== TEXTO DE ESTUDIO ==
####
Estas líneas no siguen siendo más que retazos veloces; y, dispuesto a emprender el regreso a la exposición pública de mis miserias, corro a terminar otro volumen (¿podría llamarse así, dado su minúsculo tamaño?): Ella era Hemingway. No soy Auster, de Enrique Vila-Matas. Las circunstancias del discurso me obligan a hacer una parada previa en El gato bajo la lluvia, de Hemingway, un relato corto que me causa la misma indiferencia inicial que a Vila-Matas tras saber que García Márquez lo consideraba el mejor cuento escrito. Pero no acaba ahí la cosa: mientras leo el relato, que narra el tedio de una mujer americana de vacaciones, la realidad se funde con la ficción: se pone a llover y aparece un gato por mi calle huyendo de la lluvia; igualito que en el cuento. Aun así, más allá de una sonrisa esbozada, no logra sacudirme demasiado este pequeño relato, por lo que acudo a Vila-Matas a ser alumbrado. La mujer del cuento entonces pasa a recordarme a Ana Ozores y sus deseos íntimos insatisfechos, los mismos que parece tener ella acariciando un gato que despierta sus anhelos, y que la llevan a replantear su vida ante el rubor de un hotelero italiano. Pero claro, todo eso no está en el cuento: está aquí fuera, en nuestra vida real (o irreal); la historia, en sí, es sencilla, dibuja una situación posible pasando por la punta del iceberg para que sea el lector el que ahonde en las bases. Una de estas conclusiones es la extraída por Vila-Matas en la clase universitaria que relata en el volumen señalado, aprovechando así las diversas experiencias de lectura de los alumnos para conformar otras historias posibles, todas válidas y verosímiles. En fin, una buena lección que aprender a partir de mañana, cuando los retazos de ilusiones comenzarán a multiplicarse de manera vertiginosa, y será necesario darles forma.
####
== DATOS DISPONIBLES ==
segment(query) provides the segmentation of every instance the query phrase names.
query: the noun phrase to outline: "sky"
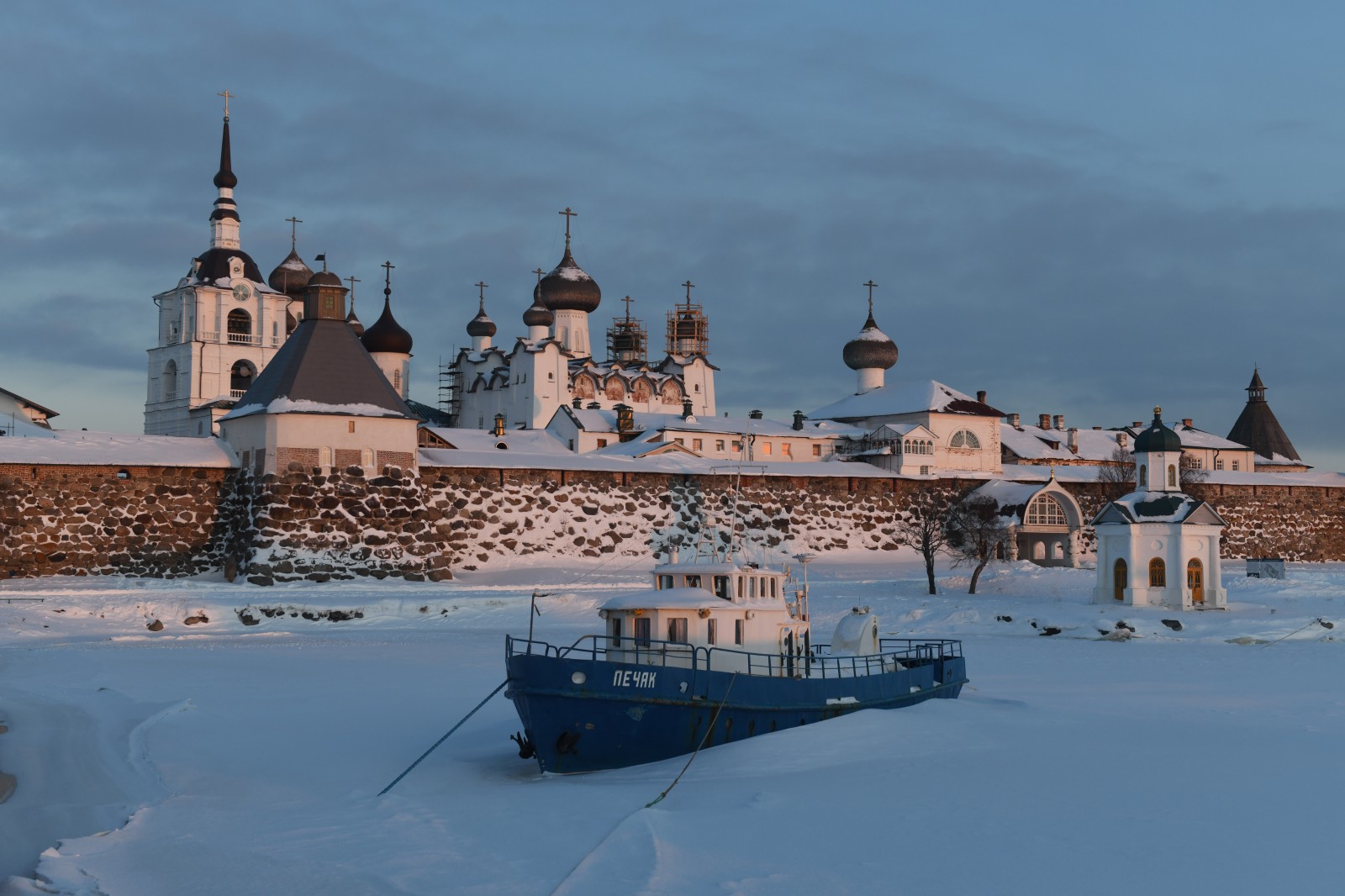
####
== DESCRIPCIÓN DE LA TAREA ==
Responde estas preguntas a partir del texto de estudio:
1. ¿Qué volumen de Enrique Vila-Matas corre a terminar quien escribe?
2. ¿Qué narra el relato El gato bajo la lluvia?
3. ¿A qué personaje pasa a recordarle la mujer del cuento?

== RESULTADO ==
1. Ella era Hemingway. No soy Auster.
2. Narra el tedio de una mujer americana de vacaciones.
3. A Ana Ozores.